*REQUIRED TASK*. Substitute "Indicate" for each occurrence of "Point out" in the listing below, and reproduce every other part of it without change.

(Location labeling listing)
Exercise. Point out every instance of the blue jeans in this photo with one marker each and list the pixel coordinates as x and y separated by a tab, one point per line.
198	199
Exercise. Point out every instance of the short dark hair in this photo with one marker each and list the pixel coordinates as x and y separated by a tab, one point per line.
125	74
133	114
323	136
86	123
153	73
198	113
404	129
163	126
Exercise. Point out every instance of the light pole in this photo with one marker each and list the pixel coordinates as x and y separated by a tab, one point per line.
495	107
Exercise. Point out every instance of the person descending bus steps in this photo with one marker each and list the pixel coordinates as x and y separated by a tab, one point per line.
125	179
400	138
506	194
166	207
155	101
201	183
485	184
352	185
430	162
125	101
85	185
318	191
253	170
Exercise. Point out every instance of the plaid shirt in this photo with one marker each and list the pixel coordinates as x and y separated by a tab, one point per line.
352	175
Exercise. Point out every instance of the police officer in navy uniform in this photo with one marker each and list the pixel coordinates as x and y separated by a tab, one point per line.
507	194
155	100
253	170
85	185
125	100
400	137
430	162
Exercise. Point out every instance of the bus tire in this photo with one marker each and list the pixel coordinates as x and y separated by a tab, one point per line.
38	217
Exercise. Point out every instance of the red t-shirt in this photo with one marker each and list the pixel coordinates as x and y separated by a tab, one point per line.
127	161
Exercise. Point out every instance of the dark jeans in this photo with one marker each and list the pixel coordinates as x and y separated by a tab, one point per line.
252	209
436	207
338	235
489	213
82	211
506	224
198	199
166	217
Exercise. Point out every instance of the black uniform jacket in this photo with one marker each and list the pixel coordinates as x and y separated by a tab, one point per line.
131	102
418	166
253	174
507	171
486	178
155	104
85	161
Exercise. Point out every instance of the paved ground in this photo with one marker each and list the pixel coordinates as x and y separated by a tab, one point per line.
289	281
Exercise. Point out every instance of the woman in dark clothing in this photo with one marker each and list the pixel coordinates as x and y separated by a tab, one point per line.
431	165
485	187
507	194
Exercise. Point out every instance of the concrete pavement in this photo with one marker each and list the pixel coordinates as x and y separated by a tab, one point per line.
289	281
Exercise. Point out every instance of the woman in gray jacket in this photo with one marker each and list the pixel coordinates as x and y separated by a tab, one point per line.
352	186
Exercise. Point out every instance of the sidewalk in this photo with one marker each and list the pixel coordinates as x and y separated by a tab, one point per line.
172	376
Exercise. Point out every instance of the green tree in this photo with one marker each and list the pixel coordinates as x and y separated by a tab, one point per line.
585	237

*THE OUTPUT*.
Exercise. Indicate every instance of the blue jeans in this photo with one marker each and list the pixel coordinates as x and y separated by a tab, one point per line.
198	199
Exercise. Indicate every instance of the short dark hair in this photo with one marker each and list the pixel coordinates as x and y separated by a tab, one point per line.
125	74
133	114
323	136
86	123
153	73
198	113
404	129
163	126
Exercise. Indicate every instance of the light pole in this photo with one marker each and list the pixel coordinates as x and y separated by a tab, one point per line.
495	107
Exercise. Indicate every instance of the person descending bus steps in this photo with one marker each and list the pixel coordinates as x and y separated by a tab, one point per line.
125	179
400	138
506	194
166	207
155	101
201	183
485	184
352	185
430	162
125	101
85	185
318	191
253	170
Exercise. Indicate every instance of the plaid shirt in this photo with one marker each and list the pixel coordinates as x and y separated by a tab, one point per line.
352	175
Exercise. Indicate every instance of the police officer in navy uniform in this photo with one marker each and list the pixel coordinates as x and y separated by a tab, one point per line.
507	194
155	100
253	170
85	185
125	100
400	137
430	162
Exercise. Indicate every instance of the bus tire in this photo with one marker each and list the pixel coordinates as x and y separated by a tab, one point per line.
38	217
Exercise. Indicate every instance of the red t-shirt in this photo with one marker each and list the pixel coordinates as x and y separated by a tab, one point per line.
127	161
Exercise. Indicate every instance of the dark jeans in this photo with one marker each and list the pixel coordinates as x and y separated by a tab, one point per line.
252	209
436	207
338	235
489	213
82	211
506	224
198	199
166	217
Exercise. Indicate every instance of the black uniform jacket in this photo with one marker each and list the pixel coordinates as x and y separated by a tab, one point per line.
131	102
418	166
253	174
507	171
486	178
155	104
85	161
Exercise. Indicate every instance of the paved ground in this photo with one marker each and list the pixel coordinates as x and y separated by a tab, one point per line.
289	281
Exercise. Indicate every instance of the woman in dark clothing in this photo with one marker each and list the pixel coordinates as x and y separated by a tab, one point per line.
431	165
485	187
507	194
Exercise. Indicate every instance of the concrete pavement in this photo with one marker each and list the pixel coordinates as x and y separated by a tab, one point per line.
289	281
Exercise. Indicate every instance of the woman in gray jacket in this photo with one marker each and list the pixel coordinates as x and y separated by a tab, one point per line.
352	186
Exercise. Indicate every instance of the sidewalk in this photo with one marker each and list the pixel coordinates as x and y separated by a tab, one point per line.
172	376
Exercise. Indicate every instance of the green tree in this photo with one marker each and list the pixel coordinates as x and y separated by a tab, one point per line.
585	237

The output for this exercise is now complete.